§ STATED GOAL: Write out all of the entries below again, putting "image" wherever "photo" appears and leaving everything else as it is.

== == ==

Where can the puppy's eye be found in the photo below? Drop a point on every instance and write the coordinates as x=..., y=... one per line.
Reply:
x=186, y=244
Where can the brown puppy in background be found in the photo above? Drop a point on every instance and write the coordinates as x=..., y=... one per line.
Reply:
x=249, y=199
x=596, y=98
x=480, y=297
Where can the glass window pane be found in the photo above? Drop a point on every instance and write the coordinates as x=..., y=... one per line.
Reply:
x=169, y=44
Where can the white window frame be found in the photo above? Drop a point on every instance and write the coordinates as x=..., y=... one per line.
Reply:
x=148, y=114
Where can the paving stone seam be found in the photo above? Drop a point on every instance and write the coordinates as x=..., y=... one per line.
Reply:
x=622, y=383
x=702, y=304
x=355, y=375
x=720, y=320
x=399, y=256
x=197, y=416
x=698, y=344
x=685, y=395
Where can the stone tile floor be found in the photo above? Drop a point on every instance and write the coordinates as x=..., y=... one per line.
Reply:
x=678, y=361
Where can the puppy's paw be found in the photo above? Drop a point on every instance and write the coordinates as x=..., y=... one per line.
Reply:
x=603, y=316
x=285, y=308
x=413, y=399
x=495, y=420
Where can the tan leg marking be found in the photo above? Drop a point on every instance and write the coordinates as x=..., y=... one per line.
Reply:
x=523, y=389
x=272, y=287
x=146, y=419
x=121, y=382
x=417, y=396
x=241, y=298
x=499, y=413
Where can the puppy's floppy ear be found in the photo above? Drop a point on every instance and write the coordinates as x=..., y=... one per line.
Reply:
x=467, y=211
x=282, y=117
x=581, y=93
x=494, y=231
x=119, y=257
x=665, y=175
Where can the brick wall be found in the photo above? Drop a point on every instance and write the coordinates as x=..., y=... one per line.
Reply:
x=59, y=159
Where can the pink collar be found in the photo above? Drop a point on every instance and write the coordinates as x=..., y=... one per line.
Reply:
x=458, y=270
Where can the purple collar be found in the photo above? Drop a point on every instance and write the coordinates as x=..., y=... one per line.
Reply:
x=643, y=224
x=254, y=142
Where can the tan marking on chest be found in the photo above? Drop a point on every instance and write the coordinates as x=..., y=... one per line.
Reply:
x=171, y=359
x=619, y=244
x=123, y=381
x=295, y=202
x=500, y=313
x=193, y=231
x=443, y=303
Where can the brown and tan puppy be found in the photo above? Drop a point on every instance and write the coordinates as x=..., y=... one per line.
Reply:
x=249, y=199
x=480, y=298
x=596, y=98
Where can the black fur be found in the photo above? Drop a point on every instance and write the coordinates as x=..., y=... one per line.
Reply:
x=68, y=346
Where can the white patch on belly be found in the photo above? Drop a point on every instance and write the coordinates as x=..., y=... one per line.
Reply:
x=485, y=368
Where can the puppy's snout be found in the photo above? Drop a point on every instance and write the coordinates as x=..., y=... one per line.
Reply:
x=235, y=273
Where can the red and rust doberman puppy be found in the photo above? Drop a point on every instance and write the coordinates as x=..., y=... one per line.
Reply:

== == ==

§ ANSWER TO THIS EXERCISE:
Where can the puppy's eye be found in the image below? Drop a point on every instance and write the coordinates as x=..., y=... one per line.
Reply:
x=186, y=244
Where can the brown puppy in background be found in the image above? Drop a point on every instance and write the coordinates as x=..., y=... one per line.
Reply:
x=249, y=199
x=596, y=98
x=480, y=297
Where can the glass window pane be found in the image above? Drop a point on every instance and write the coordinates as x=..., y=... one per line.
Reply:
x=169, y=44
Where can the white window frame be found in the image above? Drop a point on every instance and write the coordinates as x=..., y=... one per line.
Reply:
x=148, y=114
Where can the paving stone seam be found in the image above? Drop a point on every instance and write the coordinates as x=..., y=... one per line.
Reply:
x=622, y=383
x=702, y=304
x=355, y=375
x=720, y=320
x=399, y=256
x=197, y=416
x=698, y=344
x=685, y=395
Where can the stone tile floor be found in the image above? Drop a point on every instance and write the coordinates as x=..., y=... one per line.
Reply:
x=678, y=361
Where can the puppy's paw be found in the image above? Drop a point on every instance and write the coordinates as x=..., y=... one per line.
Reply:
x=603, y=316
x=285, y=308
x=413, y=399
x=495, y=420
Where can the tan leg marking be found in the image above? Drop a point on every instance and write the coordinates as x=..., y=... one per line.
Reply:
x=523, y=389
x=272, y=287
x=146, y=419
x=121, y=382
x=417, y=396
x=241, y=298
x=499, y=413
Where can the puppy's floppy ear be found in the image above? Drop a point on every instance and write the coordinates as x=..., y=... one per line.
Reply:
x=467, y=211
x=282, y=117
x=581, y=93
x=494, y=231
x=119, y=257
x=665, y=175
Where can the brick wall be found in the image above? Drop a point on every instance and write the coordinates as x=..., y=... one per line.
Reply:
x=59, y=159
Where can the pink collar be found in the image above? Drop a point on every instance and write the coordinates as x=..., y=... one per line.
Reply:
x=458, y=270
Where can the purple collar be found in the image above? Drop a point on every instance and write the coordinates as x=..., y=... one per line.
Reply:
x=643, y=224
x=254, y=142
Where can the tan marking on chest be found in the image above? Drop a point on every instance and write the coordinates as x=..., y=... one per line.
Reply:
x=171, y=359
x=619, y=244
x=123, y=381
x=295, y=202
x=500, y=313
x=193, y=231
x=443, y=303
Where can the brown and tan puppy be found in the image above? Drop a point on every instance and write the coordinates as x=..., y=... one per line.
Reply:
x=249, y=199
x=480, y=298
x=596, y=98
Where can the black fur be found in the image above? Drop a point on every instance and write the coordinates as x=..., y=... one per line.
Reply:
x=68, y=346
Where can the white patch on belly be found in the image above? Drop a point on every instance and write the coordinates as x=..., y=... one per line.
Reply:
x=485, y=368
Where can the puppy's snout be found in the image above? Drop a point on every instance and write the coordinates as x=..., y=... one per line.
Reply:
x=235, y=273
Where can the red and rust doberman puppy be found in the image above? Drop a point on every instance and write the coordinates as x=..., y=... one per line.
Reply:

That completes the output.